** Activity **
In the text on Noah and 1 Peter, which verse is cited as the place where Peter calls Noah a preacher of righteousness?

** Text **
A few other notes about the text to show this view. Verse 19 refers back to the Spirit. It’s saying that Jesus’ preaching was in some way in the spirit. Well, this shouldn’t seem strange for Peter to say that Jesus preached by the Spirit through the Old Testament saints. In fact he already told us that back in 1:11. In 1:11 Jesus said the Spirit of Christ spoke through the prophets of old. This would just be another example of that. You might reply that Noah wasn’t a prophet. Well, I’d point you to 2 Peter 2:5 where Peter calls Noah a preacher of righteousness during his day. Not the specific language of a prophet, but the general idea. It shows that Noah preached back then, and surely this was a message of repentance for them in light of the coming judgment of the flood.

Well, I could say a lot more, but these few data points show that this would be a way to read this passage. Let’s move beyond the controversial interpretations though and ask what the point of this reference to Noah and this preaching really is? Well, think about it in light of the context of 1 Peter. 1 Peter is speaking to Christians who are pilgrims in a world that is not their home. They are living in a world full of the wicked all around them. The world doesn’t seem to be getter better. Rather the unbelievers are looking down upon them or persecuting the Christians in different ways. This would have had some similarities with Noah’s day. Peter’s audience could find an analogy with it. We can find a similar analogy.

Noah was a preacher of righteousness during those wicked days. We know that he did that by the Spirit of Christ. The Spirit of Christ spoke through him back then. Noah would have called them to repentance. But almost everyone in the whole world rejected him. They ignored his warning of imminent judgment. But this is still what we do as the church. The church now continues to preach to the disobedient by the Spirit of Christ. We preach a message of repentance – turn from yours sins and find forgiveness and life in Christ. Be saved from that imminent judgment that is upon this world. Extra-biblical history records that they mocked Noah when he did this. They said that judgment would come for him. Well, isn’t that what happened to Jesus? He preached a message of repentance and they mocked him and killed him. But he did that for us. And that’s why it wasn’t defeat for Jesus. Rather it was his triumph.

** Data shown **
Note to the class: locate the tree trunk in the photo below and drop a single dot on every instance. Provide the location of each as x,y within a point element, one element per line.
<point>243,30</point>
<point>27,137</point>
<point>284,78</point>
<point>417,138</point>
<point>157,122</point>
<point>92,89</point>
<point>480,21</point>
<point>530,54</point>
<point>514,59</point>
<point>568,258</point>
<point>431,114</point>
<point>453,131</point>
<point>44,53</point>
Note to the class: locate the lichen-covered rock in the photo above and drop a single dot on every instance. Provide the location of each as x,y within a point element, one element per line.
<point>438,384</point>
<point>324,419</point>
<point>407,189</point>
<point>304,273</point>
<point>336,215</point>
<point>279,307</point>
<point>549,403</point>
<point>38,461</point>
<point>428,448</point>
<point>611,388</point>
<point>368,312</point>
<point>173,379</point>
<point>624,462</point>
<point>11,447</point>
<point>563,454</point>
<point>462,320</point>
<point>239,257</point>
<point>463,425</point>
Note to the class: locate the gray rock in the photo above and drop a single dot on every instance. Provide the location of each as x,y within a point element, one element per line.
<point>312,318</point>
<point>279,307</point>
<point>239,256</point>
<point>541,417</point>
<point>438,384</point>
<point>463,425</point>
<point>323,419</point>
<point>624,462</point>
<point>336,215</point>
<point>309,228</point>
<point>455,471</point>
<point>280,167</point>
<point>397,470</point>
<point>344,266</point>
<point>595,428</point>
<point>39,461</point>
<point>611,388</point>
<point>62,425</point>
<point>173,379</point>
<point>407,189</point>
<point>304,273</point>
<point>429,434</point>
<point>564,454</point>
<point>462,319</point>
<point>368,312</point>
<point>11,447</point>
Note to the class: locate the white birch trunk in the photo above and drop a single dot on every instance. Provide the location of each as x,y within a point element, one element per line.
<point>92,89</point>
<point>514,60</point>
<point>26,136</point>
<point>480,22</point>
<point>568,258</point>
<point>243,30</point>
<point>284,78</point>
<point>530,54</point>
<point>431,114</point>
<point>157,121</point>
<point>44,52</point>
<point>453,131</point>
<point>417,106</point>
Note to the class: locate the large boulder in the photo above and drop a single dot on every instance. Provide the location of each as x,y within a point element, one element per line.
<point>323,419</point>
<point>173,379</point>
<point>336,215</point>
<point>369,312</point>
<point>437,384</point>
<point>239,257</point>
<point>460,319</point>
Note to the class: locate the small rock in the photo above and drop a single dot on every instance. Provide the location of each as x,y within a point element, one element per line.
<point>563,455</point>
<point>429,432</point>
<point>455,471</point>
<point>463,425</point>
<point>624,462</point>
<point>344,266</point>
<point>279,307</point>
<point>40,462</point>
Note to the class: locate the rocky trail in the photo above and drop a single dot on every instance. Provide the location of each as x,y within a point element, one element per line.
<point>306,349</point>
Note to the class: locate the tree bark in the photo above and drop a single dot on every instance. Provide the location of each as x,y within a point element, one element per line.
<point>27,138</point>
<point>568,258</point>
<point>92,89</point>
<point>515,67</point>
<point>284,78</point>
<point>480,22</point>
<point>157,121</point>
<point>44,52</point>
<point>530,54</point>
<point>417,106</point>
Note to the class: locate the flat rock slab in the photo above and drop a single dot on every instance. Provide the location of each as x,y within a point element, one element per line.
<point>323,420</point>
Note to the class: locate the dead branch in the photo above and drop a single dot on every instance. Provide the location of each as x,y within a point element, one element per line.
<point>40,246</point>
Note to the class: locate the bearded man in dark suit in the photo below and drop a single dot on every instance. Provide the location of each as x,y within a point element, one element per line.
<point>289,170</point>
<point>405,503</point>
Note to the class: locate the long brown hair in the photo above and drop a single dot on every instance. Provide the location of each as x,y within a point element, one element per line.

** Exercise solution **
2 Peter 2:5